— Begin EXERCISE MATERIAL —

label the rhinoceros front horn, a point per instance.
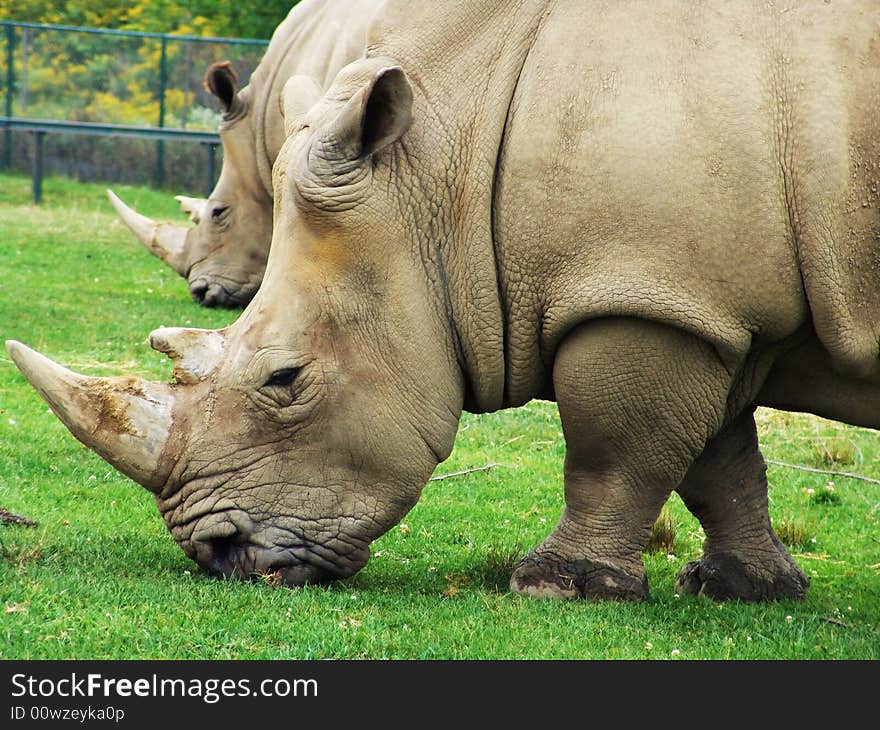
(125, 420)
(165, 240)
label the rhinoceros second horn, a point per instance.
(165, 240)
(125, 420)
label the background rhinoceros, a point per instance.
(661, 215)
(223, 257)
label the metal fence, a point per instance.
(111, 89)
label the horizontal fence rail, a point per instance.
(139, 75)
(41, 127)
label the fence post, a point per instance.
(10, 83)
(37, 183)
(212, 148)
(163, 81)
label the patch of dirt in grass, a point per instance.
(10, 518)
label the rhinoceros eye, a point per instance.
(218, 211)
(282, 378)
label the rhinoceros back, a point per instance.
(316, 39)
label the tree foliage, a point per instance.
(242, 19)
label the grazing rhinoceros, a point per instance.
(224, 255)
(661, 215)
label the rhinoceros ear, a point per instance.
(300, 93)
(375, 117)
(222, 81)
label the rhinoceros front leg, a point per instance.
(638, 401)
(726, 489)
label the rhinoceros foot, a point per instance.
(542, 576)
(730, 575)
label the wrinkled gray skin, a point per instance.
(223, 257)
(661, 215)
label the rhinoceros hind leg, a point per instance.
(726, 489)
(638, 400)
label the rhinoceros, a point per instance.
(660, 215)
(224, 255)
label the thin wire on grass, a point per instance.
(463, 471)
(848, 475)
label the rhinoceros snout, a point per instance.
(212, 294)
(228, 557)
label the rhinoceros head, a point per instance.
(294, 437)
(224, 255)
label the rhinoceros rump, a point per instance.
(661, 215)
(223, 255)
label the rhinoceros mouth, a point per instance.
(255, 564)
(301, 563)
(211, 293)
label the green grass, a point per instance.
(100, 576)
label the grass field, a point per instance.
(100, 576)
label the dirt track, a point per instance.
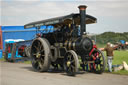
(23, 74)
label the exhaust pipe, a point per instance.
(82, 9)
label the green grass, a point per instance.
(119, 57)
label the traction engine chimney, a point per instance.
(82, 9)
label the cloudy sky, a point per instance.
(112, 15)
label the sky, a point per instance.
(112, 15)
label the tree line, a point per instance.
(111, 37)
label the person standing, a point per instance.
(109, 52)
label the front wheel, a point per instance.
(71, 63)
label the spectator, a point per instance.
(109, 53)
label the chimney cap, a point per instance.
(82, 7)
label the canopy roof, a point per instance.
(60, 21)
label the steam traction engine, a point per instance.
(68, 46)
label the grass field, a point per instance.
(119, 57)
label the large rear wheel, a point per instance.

— End EXERCISE MATERIAL —

### STATED EXERCISE
Reproduce the full listing with each occurrence of "a point per instance" replaced by "one point for each instance" and every other character unchanged. Omit the picture lines from the output.

### RESULT FOR THIS TASK
label the rhinoceros front horn, one point for each instance.
(125, 420)
(165, 240)
label the rhinoceros second horn, one point for each instance.
(165, 240)
(125, 420)
label the background rhinoceros, one point for each instance.
(661, 215)
(223, 257)
label the metal fence, one point for each instance.
(111, 89)
label the horizontal fence rail, one point for each instance.
(139, 75)
(41, 127)
label the fence post, one point for each instance.
(10, 83)
(37, 183)
(212, 148)
(163, 81)
label the patch of dirt in grass, one point for each instance.
(10, 518)
label the rhinoceros eye, one point for each instance.
(218, 211)
(282, 378)
label the rhinoceros back, one point for each instance.
(316, 39)
label the tree foliage, one point for each instance.
(242, 19)
label the grazing rhinoceros, one point for each instance.
(224, 255)
(661, 215)
label the rhinoceros ear, one point for each instance.
(300, 93)
(375, 117)
(222, 81)
label the rhinoceros front leg, one point for each instance.
(638, 401)
(726, 489)
label the rhinoceros foot, one point for each instance.
(542, 576)
(730, 575)
label the wrinkled gray skin, one point for each instance.
(223, 257)
(661, 215)
label the rhinoceros hind leg, one point for each instance.
(726, 489)
(638, 400)
label the rhinoceros, one point for each instance.
(660, 215)
(224, 255)
label the thin wire on grass, one point for each instance.
(463, 471)
(848, 475)
label the rhinoceros snout, one point for each instance.
(212, 294)
(228, 557)
label the rhinoceros head, one point for each instance.
(294, 437)
(224, 255)
label the rhinoceros rump, one point for each instance.
(661, 215)
(223, 255)
label the rhinoceros mouth, one point for each instance.
(255, 564)
(301, 563)
(211, 293)
label the green grass, one point for each instance.
(100, 576)
label the grass field, one point for each instance.
(100, 576)
label the dirt track, one point for each instance.
(23, 74)
label the exhaust pipe, one point for each instance.
(82, 9)
label the green grass, one point for each instance.
(119, 57)
label the traction engine chimney, one point for each instance.
(82, 9)
label the cloudy sky, one point for each instance.
(112, 15)
label the sky, one point for each instance.
(112, 15)
label the tree line, one point for each instance.
(111, 37)
label the person standing, one point for each instance.
(109, 52)
label the front wheel, one point for each instance.
(71, 63)
label the spectator, one point for each instance.
(109, 53)
label the chimney cap, one point for each instance.
(82, 7)
label the canopy roof, one point for each instance.
(60, 21)
label the steam traction engine, one point for each instance.
(68, 46)
label the grass field, one point for each instance.
(119, 57)
label the large rear wheel, one point for each instance.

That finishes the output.